[begin Information provided]

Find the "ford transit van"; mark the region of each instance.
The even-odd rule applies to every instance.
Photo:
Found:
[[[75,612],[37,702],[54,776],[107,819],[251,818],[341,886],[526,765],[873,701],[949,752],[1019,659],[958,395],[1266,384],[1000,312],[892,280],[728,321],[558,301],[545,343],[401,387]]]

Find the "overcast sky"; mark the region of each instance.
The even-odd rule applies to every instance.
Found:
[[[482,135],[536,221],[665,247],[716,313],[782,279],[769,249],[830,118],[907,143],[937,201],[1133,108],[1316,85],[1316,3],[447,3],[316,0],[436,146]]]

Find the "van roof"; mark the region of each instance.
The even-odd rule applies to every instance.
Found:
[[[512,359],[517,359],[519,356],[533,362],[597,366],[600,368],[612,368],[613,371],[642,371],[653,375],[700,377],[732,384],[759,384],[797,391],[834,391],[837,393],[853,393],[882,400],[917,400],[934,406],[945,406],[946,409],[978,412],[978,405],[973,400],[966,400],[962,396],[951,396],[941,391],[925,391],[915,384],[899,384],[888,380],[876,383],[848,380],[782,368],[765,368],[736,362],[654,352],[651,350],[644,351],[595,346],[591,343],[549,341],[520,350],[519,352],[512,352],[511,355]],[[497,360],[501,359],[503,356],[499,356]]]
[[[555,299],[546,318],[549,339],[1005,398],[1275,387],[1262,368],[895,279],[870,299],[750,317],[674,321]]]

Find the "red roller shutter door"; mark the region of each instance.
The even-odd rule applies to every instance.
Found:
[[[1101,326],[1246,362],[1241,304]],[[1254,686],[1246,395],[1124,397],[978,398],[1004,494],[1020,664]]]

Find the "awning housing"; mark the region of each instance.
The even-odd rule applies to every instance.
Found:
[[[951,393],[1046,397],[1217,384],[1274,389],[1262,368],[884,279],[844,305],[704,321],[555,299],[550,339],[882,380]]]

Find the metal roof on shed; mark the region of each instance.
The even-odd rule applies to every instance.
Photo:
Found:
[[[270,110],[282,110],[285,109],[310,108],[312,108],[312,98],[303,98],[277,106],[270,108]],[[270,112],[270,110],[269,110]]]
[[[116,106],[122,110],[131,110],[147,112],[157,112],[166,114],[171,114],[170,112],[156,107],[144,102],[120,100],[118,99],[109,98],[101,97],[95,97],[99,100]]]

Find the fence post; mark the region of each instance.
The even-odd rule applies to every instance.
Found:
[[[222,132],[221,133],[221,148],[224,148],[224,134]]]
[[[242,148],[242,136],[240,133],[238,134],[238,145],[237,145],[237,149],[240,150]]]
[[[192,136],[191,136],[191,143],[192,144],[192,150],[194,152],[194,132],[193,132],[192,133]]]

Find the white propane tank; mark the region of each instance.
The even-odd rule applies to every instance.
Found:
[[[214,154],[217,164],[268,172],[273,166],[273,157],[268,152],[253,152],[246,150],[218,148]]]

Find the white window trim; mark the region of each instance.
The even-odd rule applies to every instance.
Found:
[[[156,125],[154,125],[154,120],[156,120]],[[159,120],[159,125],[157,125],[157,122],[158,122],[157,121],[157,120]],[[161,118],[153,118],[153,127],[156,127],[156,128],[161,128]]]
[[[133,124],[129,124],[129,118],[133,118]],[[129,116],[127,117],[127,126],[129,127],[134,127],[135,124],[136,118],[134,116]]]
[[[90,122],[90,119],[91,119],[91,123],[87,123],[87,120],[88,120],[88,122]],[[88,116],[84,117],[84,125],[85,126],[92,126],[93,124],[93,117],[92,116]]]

[end Information provided]

Task details:
Can you format all of the material above as a Markdown table with the columns "Row" and "Material line", one numbered row per line and blank lines left out?

Output of the exercise:
| Row | Material line |
|---|---|
| 1 | Find the "ford transit van"; mark the region of each instance. |
| 2 | The even-odd rule applies to every instance. |
| 3 | Photo: |
| 4 | Found: |
| 5 | [[[75,612],[37,702],[54,776],[107,819],[251,818],[341,886],[526,765],[873,701],[949,752],[1019,659],[958,395],[1266,384],[1000,312],[892,280],[728,321],[558,301],[545,343],[401,387]]] |
| 6 | Find the "overcast sky"; mark the region of each instance. |
| 7 | The even-odd rule applies to every instance. |
| 8 | Found: |
| 9 | [[[482,135],[536,221],[665,247],[716,313],[782,279],[769,249],[830,118],[907,143],[937,201],[1133,108],[1316,85],[1316,3],[447,3],[316,0],[436,146]]] |
| 10 | Find the "van roof"; mark the region of each instance. |
| 11 | The even-odd rule applies to every instance. |
| 12 | Found: |
| 13 | [[[512,359],[517,359],[519,356],[533,362],[597,366],[600,368],[612,368],[613,371],[642,371],[653,375],[700,377],[732,384],[759,384],[797,391],[834,391],[837,393],[853,393],[882,400],[917,400],[934,406],[945,406],[946,409],[978,412],[978,405],[973,400],[966,400],[962,396],[951,396],[941,391],[925,391],[915,384],[899,384],[888,380],[876,383],[848,380],[782,368],[765,368],[736,362],[654,352],[651,350],[644,351],[595,346],[591,343],[549,341],[520,350],[519,352],[512,352],[511,355]],[[497,360],[501,359],[503,356],[499,356]]] |
| 14 | [[[555,299],[546,318],[549,339],[1005,398],[1275,387],[1262,368],[895,279],[870,299],[750,317],[674,321]]] |
| 15 | Find the "red roller shutter door"; mark the region of each instance. |
| 16 | The even-odd rule applies to every instance. |
| 17 | Found: |
| 18 | [[[1101,326],[1246,362],[1241,304]],[[1254,686],[1246,395],[1124,397],[978,398],[1004,494],[1020,664]]] |
| 19 | Find the "awning housing"; mark the region of each instance. |
| 20 | The even-odd rule applies to every instance. |
| 21 | Found: |
| 22 | [[[951,393],[1046,397],[1217,384],[1274,389],[1262,368],[884,279],[844,305],[704,321],[555,299],[550,339],[882,380]]] |
| 23 | Find the metal roof on shed; mark the region of each instance. |
| 24 | The even-odd rule applies to every instance. |
| 25 | Photo: |
| 26 | Found: |
| 27 | [[[270,110],[282,110],[285,109],[310,108],[312,108],[312,98],[303,98],[277,106],[270,108]],[[270,112],[270,110],[269,110]]] |
| 28 | [[[116,106],[122,110],[131,110],[147,112],[157,112],[166,114],[171,114],[170,112],[156,107],[144,102],[120,100],[118,99],[109,98],[101,97],[95,97],[99,100]]] |
| 29 | Find the fence post; mark the region of each instance. |
| 30 | The even-odd rule applies to every instance. |
| 31 | Found: |
| 32 | [[[222,132],[221,133],[221,148],[224,148],[224,134]]] |
| 33 | [[[242,148],[242,136],[240,133],[238,134],[238,145],[237,145],[237,149],[240,150]]] |
| 34 | [[[192,136],[191,136],[191,143],[192,144],[192,150],[194,152],[194,132],[193,132],[192,133]]] |
| 35 | Find the white propane tank; mark the region of each instance. |
| 36 | The even-odd rule applies to every instance. |
| 37 | Found: |
| 38 | [[[214,154],[217,164],[268,172],[273,166],[273,157],[268,152],[253,152],[246,150],[218,148]]] |
| 39 | Find the white window trim; mark the region of each instance. |
| 40 | The even-odd rule applies to every instance. |
| 41 | Found: |
| 42 | [[[156,125],[154,125],[154,120],[156,120]],[[159,120],[159,125],[157,125],[157,122],[158,122],[157,121],[157,120]],[[161,118],[153,118],[153,127],[156,127],[156,128],[161,128]]] |
| 43 | [[[133,124],[129,124],[129,118],[133,118]],[[129,116],[127,117],[127,126],[129,127],[134,127],[135,124],[136,118],[134,116]]] |
| 44 | [[[90,122],[90,119],[91,119],[91,123],[87,123],[87,120],[88,120],[88,122]],[[88,116],[84,117],[84,125],[85,126],[92,126],[93,124],[93,117],[92,116]]] |